::: Página :::

COMENTARIO de anónimo:
Entonces, podríamos decir, que hablar de un Estado fallido supone una situación en la que el Estado no es capaz de mantener la hegemonía en tanto dominación/administración consentida de la vida. Una situación incluso en la que el supuesto “monopolio legítimo de la violencia”, podría ponerse en duda. ¿Esto sería entonces una coyuntura con posibilidades revolucionarias, en tanto catalizador de “descontento social”, o bien, sería terreno fértil para el terrorismo de Estado, la inmovilidad ciudadana, y un auge del conservadurismo? Estado fallido e ingobernabilidad bien pueden ser objetivos a alcanzar.
En un registro histórico, lo que me parece no hay que perder de vista, es el carácter oligárquico de las Repúblicas capitalistas latinoamericanas, así como su proyecto de nación-de-Estado. De ambos rasgos es que emerge su perfil como impulsoras de un proyecto identitario basado en la exclusión social, como Estados que, como señalaba Bolívar Echeverría, cumplen una “función ancilar para la reproducción capitalista global”, con una clase capitalista que no llega a generar capital productivo, y que no pasa de actuar como simple clase rentista y usurera, sobre-explotadora de la fuerza de trabajo.
TERMINACOMENTARIO
En cuanto a la primera cuestión, desde una voluntad profundamente crítica y una perspectiva transformadora, me parece que es evidente que el Estado mexicano ha fallado debido a su carácter capitalista, y en cuanto que un Estado distinto debería, además de tener el “monopolio legítimo de la violencia”, propiciar el desarrollo humano de su sociedad, su potencial productivo y, en última instancia, terminar con las clases sociales. Lo que encuentro problemático es que ese término, el de Estado fallido, más bien se utiliza en últimos tiempos como sinónimo de gobiernos fallidos o de estrategias gubernamentales fallidas. Y aún más, que se utiliza considerando que en alguna forma de Estado capitalista tendría que lograrse el bienestar humano.

:::

• [Objetivo 1]: Presenta como tabla Markdown, con las columnas «Número» y «Línea del listado», las líneas del listado que empiezan en la que contiene "The current automation step requires locating the wooden door" y terminan en la que contiene "[53,83,178,354]", ambas incluidas, y omite las líneas en blanco.
El texto y el listado no guardan relación entre sí.

::: Filas almacenadas :::

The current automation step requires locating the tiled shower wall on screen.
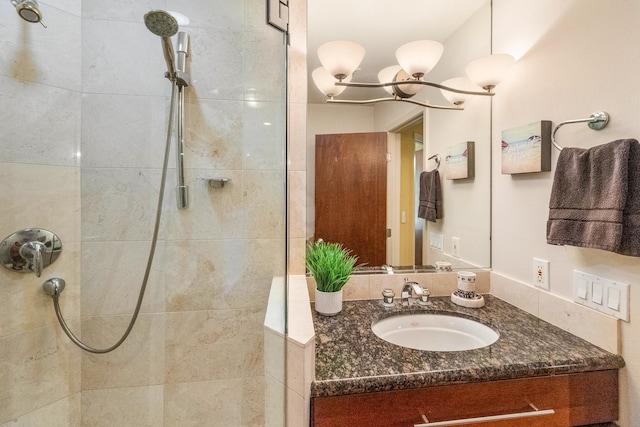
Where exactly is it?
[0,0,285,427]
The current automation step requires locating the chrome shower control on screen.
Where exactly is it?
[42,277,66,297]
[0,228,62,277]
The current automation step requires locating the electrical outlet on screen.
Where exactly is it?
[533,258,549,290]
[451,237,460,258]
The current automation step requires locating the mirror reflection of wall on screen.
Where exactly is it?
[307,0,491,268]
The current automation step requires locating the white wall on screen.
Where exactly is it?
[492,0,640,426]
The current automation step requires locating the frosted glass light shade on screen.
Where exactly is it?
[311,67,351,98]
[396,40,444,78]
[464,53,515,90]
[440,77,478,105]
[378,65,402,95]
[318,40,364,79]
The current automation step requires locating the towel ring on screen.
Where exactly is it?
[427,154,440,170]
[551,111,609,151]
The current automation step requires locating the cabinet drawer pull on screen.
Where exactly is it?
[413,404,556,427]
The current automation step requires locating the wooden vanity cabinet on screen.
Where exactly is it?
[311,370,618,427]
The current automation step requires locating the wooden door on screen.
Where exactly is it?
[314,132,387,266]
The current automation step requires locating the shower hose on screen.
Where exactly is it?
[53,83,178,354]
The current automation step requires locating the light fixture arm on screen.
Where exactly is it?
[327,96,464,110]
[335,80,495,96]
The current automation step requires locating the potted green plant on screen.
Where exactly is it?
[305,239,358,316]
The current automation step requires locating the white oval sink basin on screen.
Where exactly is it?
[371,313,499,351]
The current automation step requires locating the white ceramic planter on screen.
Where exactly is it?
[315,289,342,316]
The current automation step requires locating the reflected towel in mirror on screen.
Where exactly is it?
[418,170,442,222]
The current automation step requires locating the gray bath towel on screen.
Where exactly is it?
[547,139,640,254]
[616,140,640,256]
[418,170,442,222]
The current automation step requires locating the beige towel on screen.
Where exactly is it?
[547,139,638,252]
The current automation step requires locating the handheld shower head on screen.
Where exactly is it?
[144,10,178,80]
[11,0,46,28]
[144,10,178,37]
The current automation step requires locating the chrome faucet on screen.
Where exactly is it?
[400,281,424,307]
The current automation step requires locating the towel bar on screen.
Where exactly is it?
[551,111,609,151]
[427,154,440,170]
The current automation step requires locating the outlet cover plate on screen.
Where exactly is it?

:::

• [Objetivo 2]: Prolonga el texto sobre el Estado fallido a partir del punto en que termina.

• [Respuesta escrita 1]:
| Número | Línea del listado |
|---|---|
| 1 | The current automation step requires locating the wooden door on screen. |
| 2 | Where exactly is it? |
| 3 | [314,132,387,266] |
| 4 | The current automation step requires locating the shower hose on screen. |
| 5 | Where exactly is it? |
| 6 | [53,83,178,354] |

• [Respuesta escrita 2]:
En cambio, considerando que el Estado mexicano es justamente un Estado supeditado a los designios del imperio yanki -básicamente sin importar qué partido esté en el gobierno bajo la estructura actual de la posesión privada de la tierra, de los medios de comunicación y de producción, y muchos otros mecanismos de control como el TLC, el crédito financiero o incluso el militar-, la violencia debe considerarse como parte de la lógica que utiliza el imperio para beneficiarse y mantener la relación de dominación. En ese marco, la vida como valor en sí, no importa. Evidentemente, esto se reproduce también y probablemente de una manera más brutal, dentro del control político y económico que ejerce el Estado y los gobiernos mexicanos hacia el interior, hacia la población más vulnerable, que es la mayoría, las mujeres, los indígenas, los jóvenes, los niños, l@s trabajador@s. Actualmente, no veo ningún indicio de que el Estado mexicano esté perdiendo su hegemonía en la administración consentida de la vida -¿servidumbre voluntaria?- ni contra “el narcotráfico” ni mucho menos contra los ciudadanos. Y, si ha perdido el monopolio de la violencia, ha sido porque así lo ha planeado y así le conviene al mercado, por el momento.
Ahora bien, ante la pregunta: “¿Esto sería entonces una coyuntura con posibilidades revolucionarias, en tanto catalizador de 'descontento social', o bien, sería terreno fértil para el terrorismo de Estado, la inmovilidad ciudadana, y un auge del conservadurismo? Estado fallido e ingobernabilidad bien pueden ser objetivos a alcanzar”.
Pienso que sí, que es una posibilidad histórica. Aunque creo que el problema es doblemente monumental. Por un lado, porque la violencia -además de ser un mecanismo del capital para encarecer las drogas (en Colombia, un gramo de cocaína vale dos dólares, mientras que en Estados Unidos vale más de 100), favorecer el tráfico de armas, aumentar el lavado de dinero que va a parar a los bancos yankis y su sistema financiero-, es también una forma de terror y control social y político. Pero por otro lado, y creo que esto es más alarmante, no existe una voluntad revolucionaria real.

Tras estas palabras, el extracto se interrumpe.